# WORK ORDER
Each line of the records containing "negative" is to be copied out and returned.

SUPPLIED RECORDS below:

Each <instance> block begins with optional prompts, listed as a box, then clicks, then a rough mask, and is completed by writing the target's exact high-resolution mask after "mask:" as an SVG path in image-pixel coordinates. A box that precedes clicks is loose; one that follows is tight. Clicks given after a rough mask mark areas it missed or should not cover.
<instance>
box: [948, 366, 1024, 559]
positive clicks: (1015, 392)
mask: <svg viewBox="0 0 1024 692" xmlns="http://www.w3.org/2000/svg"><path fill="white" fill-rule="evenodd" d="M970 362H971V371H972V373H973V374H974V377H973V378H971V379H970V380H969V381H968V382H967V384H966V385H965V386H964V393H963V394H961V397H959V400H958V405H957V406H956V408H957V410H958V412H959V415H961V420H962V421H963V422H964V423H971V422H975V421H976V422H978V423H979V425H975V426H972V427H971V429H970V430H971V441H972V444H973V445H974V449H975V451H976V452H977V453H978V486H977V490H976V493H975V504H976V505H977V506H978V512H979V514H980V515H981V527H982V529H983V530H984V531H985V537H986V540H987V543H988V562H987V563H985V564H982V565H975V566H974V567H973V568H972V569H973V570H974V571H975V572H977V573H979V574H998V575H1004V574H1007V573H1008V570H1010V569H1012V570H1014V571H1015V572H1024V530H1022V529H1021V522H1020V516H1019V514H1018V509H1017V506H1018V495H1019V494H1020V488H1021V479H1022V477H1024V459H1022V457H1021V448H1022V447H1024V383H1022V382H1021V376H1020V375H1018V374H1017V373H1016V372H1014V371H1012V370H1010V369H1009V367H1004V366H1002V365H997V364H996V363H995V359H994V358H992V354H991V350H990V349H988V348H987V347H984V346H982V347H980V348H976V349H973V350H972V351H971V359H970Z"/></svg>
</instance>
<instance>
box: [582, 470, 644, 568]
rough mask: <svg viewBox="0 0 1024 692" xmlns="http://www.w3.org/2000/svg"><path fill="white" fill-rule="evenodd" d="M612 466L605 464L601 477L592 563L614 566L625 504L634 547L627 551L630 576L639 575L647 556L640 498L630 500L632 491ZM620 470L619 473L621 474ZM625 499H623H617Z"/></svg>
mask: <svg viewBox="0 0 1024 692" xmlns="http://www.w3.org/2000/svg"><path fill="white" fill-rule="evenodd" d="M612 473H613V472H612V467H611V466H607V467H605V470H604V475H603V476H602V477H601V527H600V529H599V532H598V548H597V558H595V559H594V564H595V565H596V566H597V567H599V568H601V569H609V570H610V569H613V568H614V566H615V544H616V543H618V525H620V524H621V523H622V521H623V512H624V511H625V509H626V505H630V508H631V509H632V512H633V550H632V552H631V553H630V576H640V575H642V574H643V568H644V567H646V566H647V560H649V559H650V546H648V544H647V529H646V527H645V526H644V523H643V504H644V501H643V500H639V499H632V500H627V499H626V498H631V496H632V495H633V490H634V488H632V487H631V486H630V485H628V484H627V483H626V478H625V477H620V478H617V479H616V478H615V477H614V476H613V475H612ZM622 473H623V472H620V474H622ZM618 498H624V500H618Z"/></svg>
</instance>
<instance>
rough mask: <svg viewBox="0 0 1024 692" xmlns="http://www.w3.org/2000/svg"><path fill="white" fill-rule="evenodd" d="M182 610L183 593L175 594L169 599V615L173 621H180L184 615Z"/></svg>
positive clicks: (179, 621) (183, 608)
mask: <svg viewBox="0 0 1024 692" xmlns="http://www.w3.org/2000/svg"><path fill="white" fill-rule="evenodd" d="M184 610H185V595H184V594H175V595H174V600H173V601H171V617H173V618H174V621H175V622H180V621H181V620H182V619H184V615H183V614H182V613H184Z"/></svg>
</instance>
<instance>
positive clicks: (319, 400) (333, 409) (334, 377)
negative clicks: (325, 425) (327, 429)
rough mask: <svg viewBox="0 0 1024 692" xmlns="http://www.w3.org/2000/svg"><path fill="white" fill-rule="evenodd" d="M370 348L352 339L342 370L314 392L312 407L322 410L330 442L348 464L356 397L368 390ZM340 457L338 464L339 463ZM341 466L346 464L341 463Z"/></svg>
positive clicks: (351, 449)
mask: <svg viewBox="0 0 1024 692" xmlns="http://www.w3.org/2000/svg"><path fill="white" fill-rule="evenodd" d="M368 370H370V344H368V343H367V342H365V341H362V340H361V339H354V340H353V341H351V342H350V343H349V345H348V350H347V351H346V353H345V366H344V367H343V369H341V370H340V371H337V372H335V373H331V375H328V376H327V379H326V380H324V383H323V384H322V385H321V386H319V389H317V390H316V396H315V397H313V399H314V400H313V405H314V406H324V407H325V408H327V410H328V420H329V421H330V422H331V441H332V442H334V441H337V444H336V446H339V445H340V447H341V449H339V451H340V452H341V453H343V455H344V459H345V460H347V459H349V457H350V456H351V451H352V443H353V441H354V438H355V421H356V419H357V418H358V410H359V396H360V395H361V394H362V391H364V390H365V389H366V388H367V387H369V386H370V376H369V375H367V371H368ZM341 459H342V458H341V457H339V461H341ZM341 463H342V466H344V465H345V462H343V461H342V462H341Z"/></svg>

End of SUPPLIED RECORDS.
SUPPLIED RECORDS below:

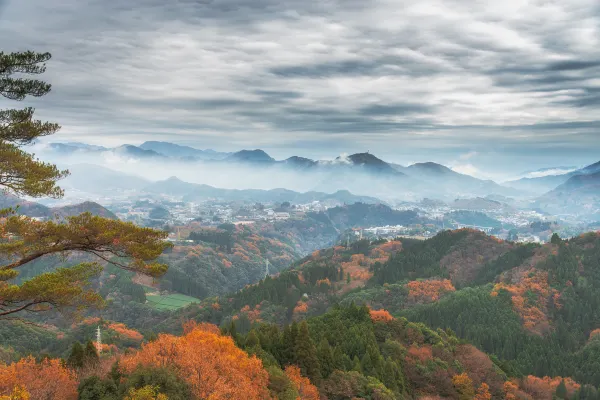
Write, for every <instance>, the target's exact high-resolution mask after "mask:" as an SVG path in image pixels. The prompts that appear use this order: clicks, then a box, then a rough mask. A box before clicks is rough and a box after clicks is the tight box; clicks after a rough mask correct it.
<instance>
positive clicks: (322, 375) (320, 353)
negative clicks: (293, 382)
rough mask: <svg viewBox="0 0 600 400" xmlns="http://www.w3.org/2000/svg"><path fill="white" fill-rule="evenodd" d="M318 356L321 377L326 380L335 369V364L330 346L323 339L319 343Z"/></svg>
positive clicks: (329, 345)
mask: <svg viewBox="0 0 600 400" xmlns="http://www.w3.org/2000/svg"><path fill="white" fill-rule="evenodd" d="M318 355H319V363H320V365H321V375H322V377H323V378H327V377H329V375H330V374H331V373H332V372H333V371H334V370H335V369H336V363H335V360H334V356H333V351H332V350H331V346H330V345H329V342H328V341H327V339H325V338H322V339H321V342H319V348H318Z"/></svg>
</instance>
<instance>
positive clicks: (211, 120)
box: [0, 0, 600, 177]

End of SUPPLIED RECORDS.
SUPPLIED RECORDS below:

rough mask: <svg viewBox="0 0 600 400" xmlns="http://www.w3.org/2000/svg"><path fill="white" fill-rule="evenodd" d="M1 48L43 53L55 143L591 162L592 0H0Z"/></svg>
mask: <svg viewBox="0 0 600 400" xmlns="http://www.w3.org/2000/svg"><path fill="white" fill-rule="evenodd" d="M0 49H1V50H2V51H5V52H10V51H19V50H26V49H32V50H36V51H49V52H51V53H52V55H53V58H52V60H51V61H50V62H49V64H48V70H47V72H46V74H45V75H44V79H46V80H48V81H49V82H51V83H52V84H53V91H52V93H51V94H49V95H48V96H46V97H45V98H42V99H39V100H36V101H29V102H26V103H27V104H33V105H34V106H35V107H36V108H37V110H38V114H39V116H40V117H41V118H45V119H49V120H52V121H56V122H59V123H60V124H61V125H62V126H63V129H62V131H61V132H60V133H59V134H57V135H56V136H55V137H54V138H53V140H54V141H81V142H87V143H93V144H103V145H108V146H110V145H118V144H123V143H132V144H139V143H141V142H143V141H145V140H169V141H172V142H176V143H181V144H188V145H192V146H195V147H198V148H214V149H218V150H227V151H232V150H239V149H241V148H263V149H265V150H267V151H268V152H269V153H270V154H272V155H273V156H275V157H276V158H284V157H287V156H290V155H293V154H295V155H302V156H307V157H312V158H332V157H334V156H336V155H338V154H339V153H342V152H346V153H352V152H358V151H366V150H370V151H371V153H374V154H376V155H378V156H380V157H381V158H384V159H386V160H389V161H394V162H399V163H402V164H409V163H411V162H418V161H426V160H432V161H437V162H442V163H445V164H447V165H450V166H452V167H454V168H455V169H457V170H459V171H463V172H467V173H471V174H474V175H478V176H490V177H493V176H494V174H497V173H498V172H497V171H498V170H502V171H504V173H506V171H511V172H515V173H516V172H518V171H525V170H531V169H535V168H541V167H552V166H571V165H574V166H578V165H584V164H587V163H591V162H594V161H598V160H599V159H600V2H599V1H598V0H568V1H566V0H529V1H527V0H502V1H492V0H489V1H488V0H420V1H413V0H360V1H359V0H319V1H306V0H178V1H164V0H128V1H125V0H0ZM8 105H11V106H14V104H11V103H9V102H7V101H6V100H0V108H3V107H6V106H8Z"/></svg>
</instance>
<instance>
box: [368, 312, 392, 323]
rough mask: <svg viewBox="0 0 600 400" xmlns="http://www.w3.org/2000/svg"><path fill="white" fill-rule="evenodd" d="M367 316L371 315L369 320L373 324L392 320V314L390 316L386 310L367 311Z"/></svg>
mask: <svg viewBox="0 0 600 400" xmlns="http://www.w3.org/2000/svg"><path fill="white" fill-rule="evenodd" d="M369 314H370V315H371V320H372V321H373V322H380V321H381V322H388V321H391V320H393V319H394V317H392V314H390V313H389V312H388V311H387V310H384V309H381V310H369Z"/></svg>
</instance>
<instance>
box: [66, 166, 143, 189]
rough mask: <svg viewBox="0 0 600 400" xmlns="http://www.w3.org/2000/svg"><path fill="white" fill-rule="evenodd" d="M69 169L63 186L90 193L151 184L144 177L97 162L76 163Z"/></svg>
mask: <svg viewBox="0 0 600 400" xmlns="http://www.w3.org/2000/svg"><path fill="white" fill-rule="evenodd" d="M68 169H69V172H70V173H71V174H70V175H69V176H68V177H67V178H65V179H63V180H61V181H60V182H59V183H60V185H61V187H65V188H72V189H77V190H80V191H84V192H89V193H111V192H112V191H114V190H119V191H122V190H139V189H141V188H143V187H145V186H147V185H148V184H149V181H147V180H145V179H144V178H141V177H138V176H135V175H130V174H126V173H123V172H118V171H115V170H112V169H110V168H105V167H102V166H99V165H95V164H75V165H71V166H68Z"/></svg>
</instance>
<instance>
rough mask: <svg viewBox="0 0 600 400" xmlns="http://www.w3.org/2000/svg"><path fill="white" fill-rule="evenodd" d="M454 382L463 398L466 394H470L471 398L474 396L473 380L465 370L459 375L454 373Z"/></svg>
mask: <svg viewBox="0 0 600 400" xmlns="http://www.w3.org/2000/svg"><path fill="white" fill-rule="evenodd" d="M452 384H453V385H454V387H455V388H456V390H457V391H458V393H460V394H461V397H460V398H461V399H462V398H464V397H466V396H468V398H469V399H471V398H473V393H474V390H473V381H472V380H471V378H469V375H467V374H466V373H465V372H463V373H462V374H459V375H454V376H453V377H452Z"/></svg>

End of SUPPLIED RECORDS.

# ANSWER TO THE EXERCISE
negative clicks: (325, 425) (327, 429)
negative clicks: (293, 382)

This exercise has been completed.